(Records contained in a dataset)
•••

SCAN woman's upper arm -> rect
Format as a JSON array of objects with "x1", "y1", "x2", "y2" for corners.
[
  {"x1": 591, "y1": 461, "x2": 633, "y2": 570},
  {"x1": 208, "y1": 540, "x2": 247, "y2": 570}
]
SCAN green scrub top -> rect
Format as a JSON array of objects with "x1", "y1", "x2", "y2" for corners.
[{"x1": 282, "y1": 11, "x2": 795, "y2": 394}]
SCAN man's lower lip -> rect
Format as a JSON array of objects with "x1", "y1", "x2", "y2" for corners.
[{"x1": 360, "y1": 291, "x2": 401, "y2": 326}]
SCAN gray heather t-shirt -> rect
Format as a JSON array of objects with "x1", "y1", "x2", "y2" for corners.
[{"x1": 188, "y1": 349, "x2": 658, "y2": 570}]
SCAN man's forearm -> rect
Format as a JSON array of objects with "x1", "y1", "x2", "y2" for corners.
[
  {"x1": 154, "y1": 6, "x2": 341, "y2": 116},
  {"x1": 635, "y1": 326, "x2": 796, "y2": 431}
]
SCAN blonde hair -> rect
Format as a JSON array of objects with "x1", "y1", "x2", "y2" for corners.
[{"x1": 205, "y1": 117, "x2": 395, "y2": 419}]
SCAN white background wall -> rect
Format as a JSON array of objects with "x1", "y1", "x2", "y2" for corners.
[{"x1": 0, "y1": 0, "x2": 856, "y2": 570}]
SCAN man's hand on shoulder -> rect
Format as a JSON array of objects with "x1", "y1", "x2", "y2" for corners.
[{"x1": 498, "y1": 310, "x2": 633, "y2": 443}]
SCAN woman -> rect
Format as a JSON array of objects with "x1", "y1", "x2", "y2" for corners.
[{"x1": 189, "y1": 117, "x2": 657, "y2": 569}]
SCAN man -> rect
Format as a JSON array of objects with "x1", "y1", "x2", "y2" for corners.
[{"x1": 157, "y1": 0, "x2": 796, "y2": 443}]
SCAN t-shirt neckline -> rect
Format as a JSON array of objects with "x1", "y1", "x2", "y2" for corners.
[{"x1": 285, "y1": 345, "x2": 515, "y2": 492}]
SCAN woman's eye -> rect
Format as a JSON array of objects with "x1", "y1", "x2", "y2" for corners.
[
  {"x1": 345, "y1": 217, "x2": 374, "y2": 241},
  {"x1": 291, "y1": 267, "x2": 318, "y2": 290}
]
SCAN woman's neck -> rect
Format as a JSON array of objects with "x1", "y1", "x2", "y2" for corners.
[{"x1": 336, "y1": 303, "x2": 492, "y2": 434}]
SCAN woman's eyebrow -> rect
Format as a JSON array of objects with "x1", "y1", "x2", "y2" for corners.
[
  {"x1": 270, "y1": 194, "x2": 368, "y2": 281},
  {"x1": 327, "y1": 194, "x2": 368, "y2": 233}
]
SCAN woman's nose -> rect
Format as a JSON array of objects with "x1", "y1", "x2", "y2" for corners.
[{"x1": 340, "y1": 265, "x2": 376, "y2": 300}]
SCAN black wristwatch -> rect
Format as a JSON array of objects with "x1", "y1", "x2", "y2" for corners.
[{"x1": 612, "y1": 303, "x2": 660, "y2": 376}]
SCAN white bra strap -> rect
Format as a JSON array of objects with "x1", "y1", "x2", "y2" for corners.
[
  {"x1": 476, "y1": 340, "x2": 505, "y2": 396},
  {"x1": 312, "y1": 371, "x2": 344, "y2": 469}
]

•••

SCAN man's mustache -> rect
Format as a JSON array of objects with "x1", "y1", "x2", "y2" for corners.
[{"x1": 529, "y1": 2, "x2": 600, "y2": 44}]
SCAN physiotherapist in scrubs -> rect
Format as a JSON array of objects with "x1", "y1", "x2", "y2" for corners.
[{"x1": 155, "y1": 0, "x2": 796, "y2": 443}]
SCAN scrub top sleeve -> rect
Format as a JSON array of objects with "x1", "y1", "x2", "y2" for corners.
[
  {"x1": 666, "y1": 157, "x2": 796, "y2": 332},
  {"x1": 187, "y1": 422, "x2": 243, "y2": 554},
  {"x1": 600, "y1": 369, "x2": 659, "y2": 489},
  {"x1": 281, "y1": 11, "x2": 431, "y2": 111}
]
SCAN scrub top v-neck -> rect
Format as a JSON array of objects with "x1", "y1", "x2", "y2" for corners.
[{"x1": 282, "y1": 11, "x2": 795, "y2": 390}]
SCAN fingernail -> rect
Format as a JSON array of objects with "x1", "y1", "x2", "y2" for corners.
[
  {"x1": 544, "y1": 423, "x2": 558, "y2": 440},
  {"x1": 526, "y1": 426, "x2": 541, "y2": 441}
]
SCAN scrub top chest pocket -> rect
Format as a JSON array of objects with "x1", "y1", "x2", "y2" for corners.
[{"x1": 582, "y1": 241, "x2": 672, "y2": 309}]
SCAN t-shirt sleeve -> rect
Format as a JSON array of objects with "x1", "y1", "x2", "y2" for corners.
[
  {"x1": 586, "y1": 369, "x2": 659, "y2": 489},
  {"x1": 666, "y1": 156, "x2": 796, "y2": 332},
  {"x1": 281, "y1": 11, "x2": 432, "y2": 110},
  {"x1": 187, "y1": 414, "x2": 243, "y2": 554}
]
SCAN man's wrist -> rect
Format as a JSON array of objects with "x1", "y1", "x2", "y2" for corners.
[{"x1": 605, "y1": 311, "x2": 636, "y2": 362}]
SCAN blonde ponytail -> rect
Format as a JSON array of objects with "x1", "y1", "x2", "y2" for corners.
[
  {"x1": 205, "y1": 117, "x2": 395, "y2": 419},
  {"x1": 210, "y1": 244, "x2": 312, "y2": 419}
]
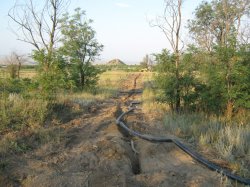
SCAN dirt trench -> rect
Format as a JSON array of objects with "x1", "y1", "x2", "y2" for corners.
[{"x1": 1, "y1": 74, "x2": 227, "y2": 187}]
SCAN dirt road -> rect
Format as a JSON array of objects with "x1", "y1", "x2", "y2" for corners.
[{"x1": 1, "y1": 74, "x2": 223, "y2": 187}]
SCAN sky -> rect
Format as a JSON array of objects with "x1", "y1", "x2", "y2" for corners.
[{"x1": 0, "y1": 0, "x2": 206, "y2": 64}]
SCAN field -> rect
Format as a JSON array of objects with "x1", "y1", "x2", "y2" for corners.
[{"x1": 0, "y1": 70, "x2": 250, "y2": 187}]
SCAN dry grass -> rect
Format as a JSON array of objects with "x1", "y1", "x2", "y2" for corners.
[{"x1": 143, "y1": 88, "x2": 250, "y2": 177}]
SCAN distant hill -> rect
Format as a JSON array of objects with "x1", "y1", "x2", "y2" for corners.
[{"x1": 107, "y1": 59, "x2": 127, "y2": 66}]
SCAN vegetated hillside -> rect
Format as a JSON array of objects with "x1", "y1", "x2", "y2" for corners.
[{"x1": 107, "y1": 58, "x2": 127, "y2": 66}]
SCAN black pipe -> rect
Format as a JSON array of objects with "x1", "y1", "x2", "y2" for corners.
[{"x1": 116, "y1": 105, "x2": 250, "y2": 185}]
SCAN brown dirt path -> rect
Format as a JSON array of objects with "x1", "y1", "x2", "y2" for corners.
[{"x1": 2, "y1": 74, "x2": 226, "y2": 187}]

•••

• GOAL OF THE EXERCISE
Extract every line in the entries above that contains the string "white", and note that case counts.

• SOLUTION TO THIS TASK
SCAN white background wall -> rect
SCAN white bra strap -> rect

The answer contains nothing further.